Задания ->
• A. Перепишите отрывок фрагмента о Тютчеве от «Тютчев любил это» до «своих незабываемых острот.», переименовав «словесных турниров» в «словесных поединков».
• B. Ответьте на вопросы по фрагменту о Тютчеве.
(i) Что, согласно фрагменту, жадным искателям идейного возбуждения нужнее книг?
(ii) Что, по свидетельству биографа, было нужно Тютчеву как воздух каждый вечер?
(iii) Как долго Тютчев мог развертывать свои импровизации в электризующей атмосфере?

Фрагмент текста ->
______

Но этим жадным искателям идейного возбуждения споры нужнее книг. И Тютчев постоянно чувствовал это. Он говорит в своих письмах о той животворной, воодушевляющей среде, вне которой ничто невозможно. Его постоянно влекло к оживлению многолюдных разговоров, к тому возбуждению и обострению ума, которое сказывается в перекрестном огне острот, парадоксов и летучих вариаций на вечные темы под углом событий дня.

Тютчев любил это умственное возбуждение в разгаре словесных турниров. По свидетельству его биографа, «ему были нужны как воздух каждый вечер свет люстр и ламп, веселое шуршание дорогих женских платьев, говор и смех хорошеньких женщин»[16].

В этой электризующей атмосфере он воспламенялся и мог целыми часами развертывать свои импровизации, невольно зажигая слушателей огнем своих прозрений и беспрестанно ослепляя их вспышками своих незабываемых острот.

______

[Записи с точечной разметкой]

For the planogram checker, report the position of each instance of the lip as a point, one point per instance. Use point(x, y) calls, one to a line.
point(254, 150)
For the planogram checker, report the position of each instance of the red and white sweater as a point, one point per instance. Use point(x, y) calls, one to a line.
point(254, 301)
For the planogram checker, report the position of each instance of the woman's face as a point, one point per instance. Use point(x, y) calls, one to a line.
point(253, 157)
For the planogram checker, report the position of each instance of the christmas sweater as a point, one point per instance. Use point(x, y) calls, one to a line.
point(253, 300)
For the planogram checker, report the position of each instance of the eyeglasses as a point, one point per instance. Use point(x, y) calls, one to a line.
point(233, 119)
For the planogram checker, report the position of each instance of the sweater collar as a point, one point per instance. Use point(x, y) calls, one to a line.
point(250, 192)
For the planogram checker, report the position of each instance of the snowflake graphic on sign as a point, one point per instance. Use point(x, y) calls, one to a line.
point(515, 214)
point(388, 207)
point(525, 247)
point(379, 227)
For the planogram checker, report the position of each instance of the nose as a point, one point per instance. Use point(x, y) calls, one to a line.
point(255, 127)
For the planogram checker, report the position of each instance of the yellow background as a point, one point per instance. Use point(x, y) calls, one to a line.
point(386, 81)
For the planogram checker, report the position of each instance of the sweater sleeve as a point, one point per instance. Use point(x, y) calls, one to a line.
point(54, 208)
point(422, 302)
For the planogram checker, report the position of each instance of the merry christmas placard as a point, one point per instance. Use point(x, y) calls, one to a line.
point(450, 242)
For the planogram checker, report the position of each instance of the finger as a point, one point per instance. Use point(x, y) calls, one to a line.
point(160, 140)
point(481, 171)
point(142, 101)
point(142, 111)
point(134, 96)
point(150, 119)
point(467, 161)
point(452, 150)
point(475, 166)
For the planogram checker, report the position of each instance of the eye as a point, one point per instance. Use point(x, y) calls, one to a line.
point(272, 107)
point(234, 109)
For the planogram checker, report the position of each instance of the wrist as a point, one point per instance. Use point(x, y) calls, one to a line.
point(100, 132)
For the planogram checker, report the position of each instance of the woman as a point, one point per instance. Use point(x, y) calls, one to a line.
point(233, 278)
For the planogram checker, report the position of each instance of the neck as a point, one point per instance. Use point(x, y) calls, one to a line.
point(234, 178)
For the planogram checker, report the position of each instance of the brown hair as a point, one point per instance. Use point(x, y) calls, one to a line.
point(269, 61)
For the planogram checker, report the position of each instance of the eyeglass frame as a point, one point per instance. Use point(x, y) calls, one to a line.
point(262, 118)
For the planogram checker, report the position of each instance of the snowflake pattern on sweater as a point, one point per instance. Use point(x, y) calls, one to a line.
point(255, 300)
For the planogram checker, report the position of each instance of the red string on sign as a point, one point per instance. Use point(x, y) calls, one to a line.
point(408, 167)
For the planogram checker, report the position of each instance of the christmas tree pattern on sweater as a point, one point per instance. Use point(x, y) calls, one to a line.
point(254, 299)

______

Ответы к заданиям ->
• A.
Тютчев любил это умственное возбуждение в разгаре словесных поединков. По свидетельству его биографа, «ему были нужны как воздух каждый вечер свет люстр и ламп, веселое шуршание дорогих женских платьев, говор и смех хорошеньких женщин»[16].

В этой электризующей атмосфере он воспламенялся и мог целыми часами развертывать свои импровизации, невольно зажигая слушателей огнем своих прозрений и беспрестанно ослепляя их вспышками своих незабываемых острот.

• B.
(i) Им нужнее споры.
(ii) Ему были нужны свет люстр и ламп, веселое шуршание дорогих женских платьев, говор и смех хорошеньких женщин.
(iii) Он мог делать это целыми часами.